*Task requirements:* Gather every line of the records that contains the string "rocky", and copy each of those lines in full.

___ Input ___

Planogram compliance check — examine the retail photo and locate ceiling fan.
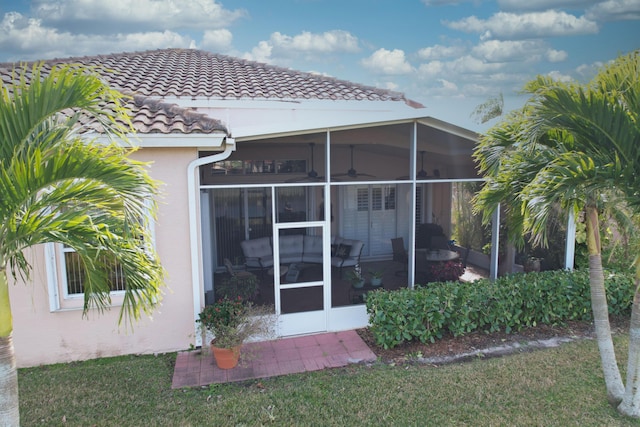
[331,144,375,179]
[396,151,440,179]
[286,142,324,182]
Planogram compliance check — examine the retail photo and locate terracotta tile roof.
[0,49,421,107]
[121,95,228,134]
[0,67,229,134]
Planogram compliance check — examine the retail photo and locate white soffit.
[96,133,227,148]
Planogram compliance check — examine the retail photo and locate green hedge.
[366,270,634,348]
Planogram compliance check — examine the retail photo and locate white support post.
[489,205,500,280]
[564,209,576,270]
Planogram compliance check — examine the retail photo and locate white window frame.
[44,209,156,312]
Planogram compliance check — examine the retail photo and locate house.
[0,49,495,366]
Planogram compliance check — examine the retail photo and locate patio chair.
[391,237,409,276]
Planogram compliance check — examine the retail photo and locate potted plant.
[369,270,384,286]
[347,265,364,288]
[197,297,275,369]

___
___ Input ___

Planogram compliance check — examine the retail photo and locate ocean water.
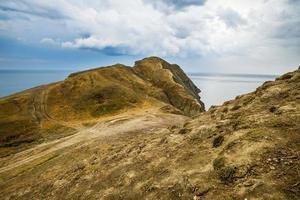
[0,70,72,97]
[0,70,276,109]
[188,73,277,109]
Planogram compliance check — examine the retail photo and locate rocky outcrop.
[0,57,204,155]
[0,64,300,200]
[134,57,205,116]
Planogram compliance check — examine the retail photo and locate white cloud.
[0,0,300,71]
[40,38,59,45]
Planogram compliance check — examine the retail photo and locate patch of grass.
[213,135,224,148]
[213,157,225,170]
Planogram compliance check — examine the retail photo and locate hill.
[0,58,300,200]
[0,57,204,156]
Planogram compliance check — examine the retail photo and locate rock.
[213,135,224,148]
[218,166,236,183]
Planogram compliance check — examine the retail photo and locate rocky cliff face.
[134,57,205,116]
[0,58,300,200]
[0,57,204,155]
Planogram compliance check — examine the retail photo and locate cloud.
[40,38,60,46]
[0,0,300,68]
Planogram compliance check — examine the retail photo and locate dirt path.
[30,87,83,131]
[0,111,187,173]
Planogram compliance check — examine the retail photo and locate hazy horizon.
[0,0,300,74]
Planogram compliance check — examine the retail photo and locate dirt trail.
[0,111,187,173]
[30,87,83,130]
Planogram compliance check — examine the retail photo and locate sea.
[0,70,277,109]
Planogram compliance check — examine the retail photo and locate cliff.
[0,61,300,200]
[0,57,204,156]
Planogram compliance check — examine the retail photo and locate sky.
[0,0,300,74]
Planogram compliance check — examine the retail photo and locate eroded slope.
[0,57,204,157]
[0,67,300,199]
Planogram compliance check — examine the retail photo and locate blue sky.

___
___ Input ___

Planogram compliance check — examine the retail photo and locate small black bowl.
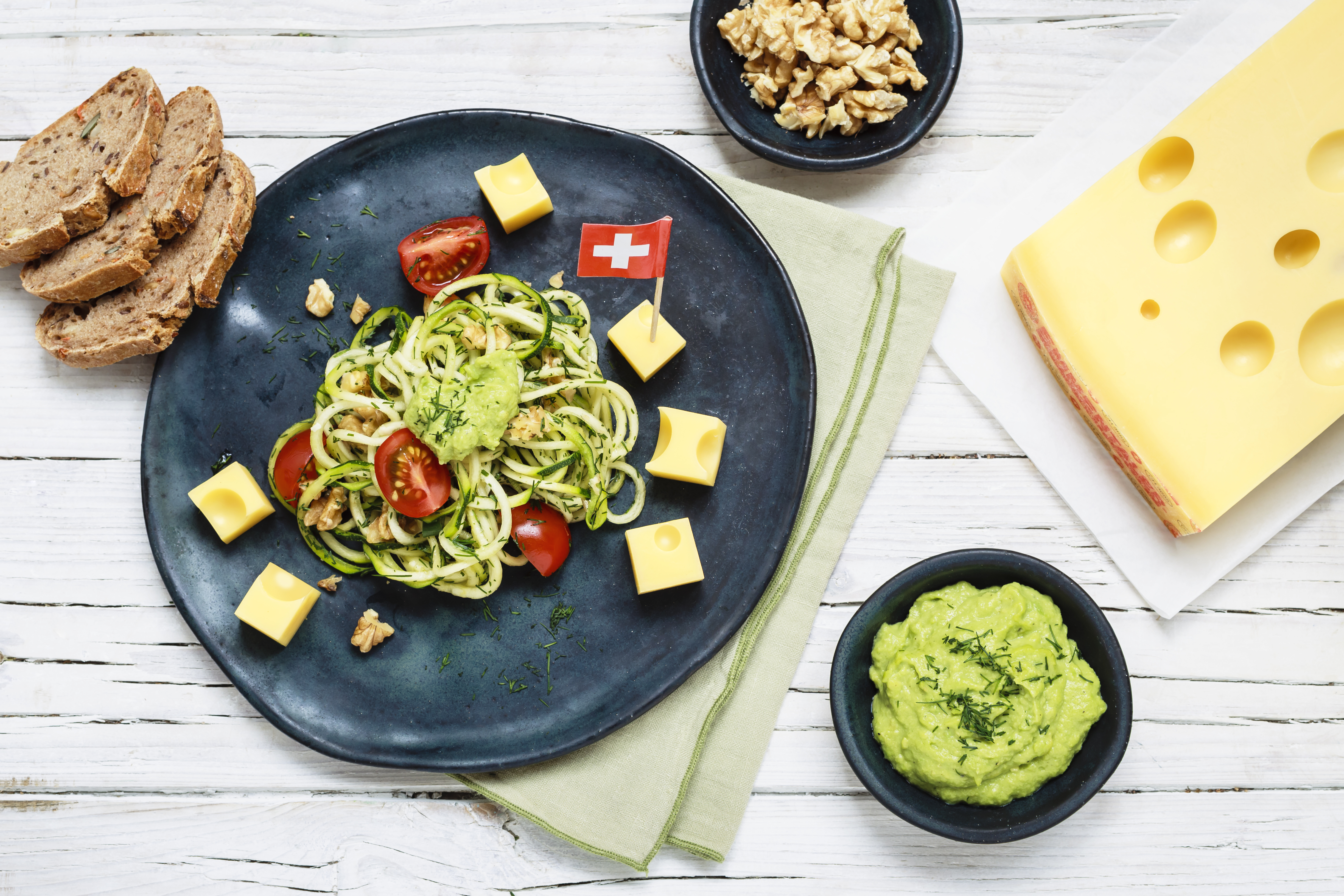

___

*Solved problem:*
Planogram compliance check — examine the retail photo and locate rocky outcrop.
Planogram compliance check — examine the retail photo and locate rocky cliff face.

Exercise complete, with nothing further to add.